▶ _Consigne 1_: D'après le texte fourni, combien de kilomètres les deux architectes ont-elles parcourus à vélo aux États-Unis ?
▶ _Consigne 2_: Extrayez à l'identique, dans le texte fourni, le passage qui s'ouvre sur les mots contenant « CULTURE. Deux architectes » et se clôt sur « d'Azur, à Marseille. ».

▶ _Texte fourni_:
CULTURE. Deux architectes françaises ont traversé une partie des États-Unis à vélo pendant trois mois pour un projet de bourse. L'histoire de ce périple et la réflexion née de ce voyage sont contées en photos dans une exposition, dans la cité phocéenne.
Traverser une partie des États-Unis en vélo, avec sa casquette d'architecte, c'est le défi que se sont lancées Annouk Soula et Aliénor Drapier. Les deux jeunes professionnelles ont parcouru plus de 3.000 kilomètres à vélo chez "l'oncle Sam" dans le cadre d'un voyage de recherche historique et architecturale, mené avec l'aide de la bourse de la fondation Delano & Aldrich/Emerson et de l'American institute of architects. Ce périple, étonnant, est à découvrir dans l'exposition photo "Biking Through (Green) New Deal", dans les locaux de l'Ordre des architectes Provence-Alpes-Côte d'Azur, à Marseille.
Jusqu'au 9 octobre 2023, les visiteurs peuvent ainsi contempler les photos des "Archicycleuses", montrant l'architecture de la période "new deal" aux Etats-Unis (1933-1939) et sa mise en perspective avec le mouvement actuel de "green new deal" [un programme de lutte contre le changement climatique et les inégalités sociales lancée par l'élue démocrate Alexandria Ocasio-Cortez], en faveur de la transition écologique.

▶ _Données fournies_:

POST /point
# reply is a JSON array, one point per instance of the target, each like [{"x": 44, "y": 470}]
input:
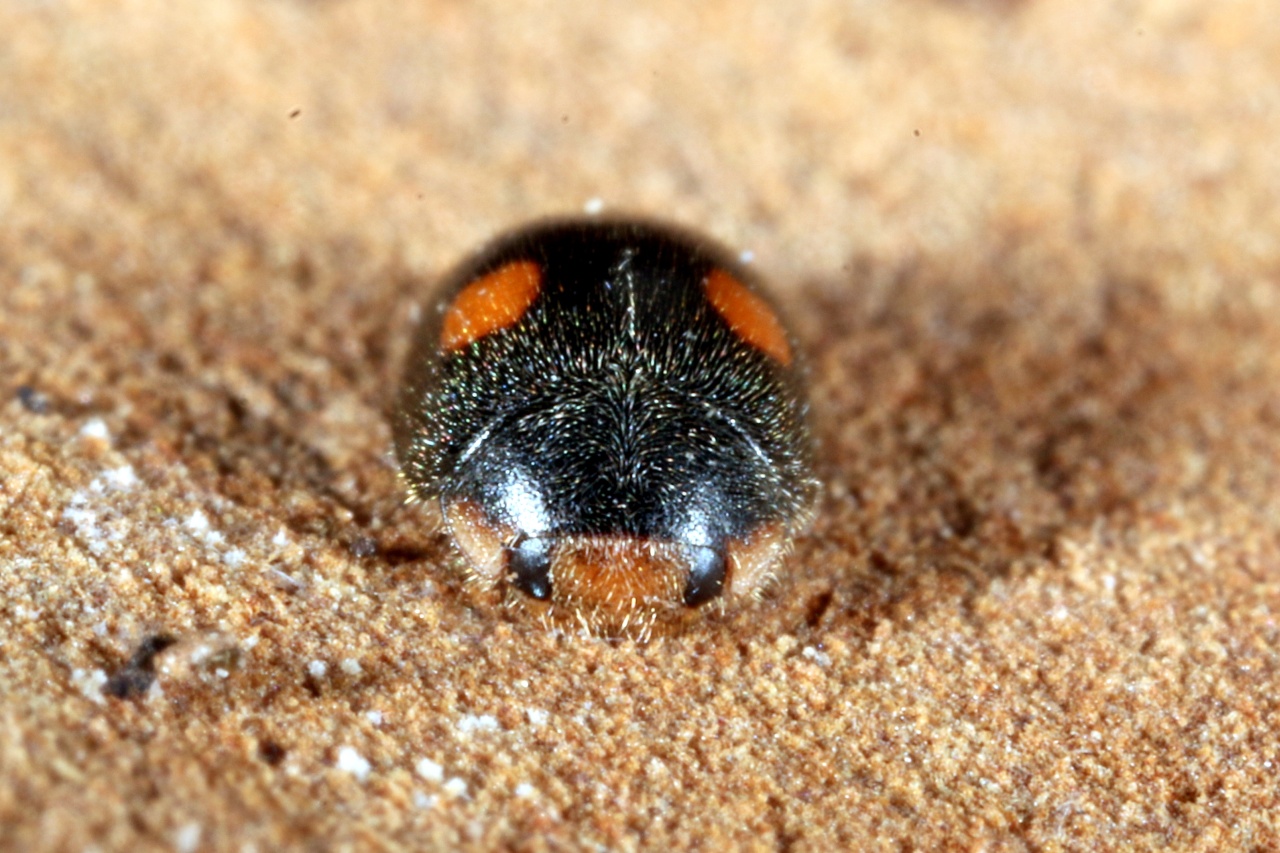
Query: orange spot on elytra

▶ _Corrigé 1_: Plus de 3.000 kilomètres.

▶ _Corrigé 2_:
CULTURE. Deux architectes françaises ont traversé une partie des États-Unis à vélo pendant trois mois pour un projet de bourse. L'histoire de ce périple et la réflexion née de ce voyage sont contées en photos dans une exposition, dans la cité phocéenne.
Traverser une partie des États-Unis en vélo, avec sa casquette d'architecte, c'est le défi que se sont lancées Annouk Soula et Aliénor Drapier. Les deux jeunes professionnelles ont parcouru plus de 3.000 kilomètres à vélo chez "l'oncle Sam" dans le cadre d'un voyage de recherche historique et architecturale, mené avec l'aide de la bourse de la fondation Delano & Aldrich/Emerson et de l'American institute of architects. Ce périple, étonnant, est à découvrir dans l'exposition photo "Biking Through (Green) New Deal", dans les locaux de l'Ordre des architectes Provence-Alpes-Côte d'Azur, à Marseille.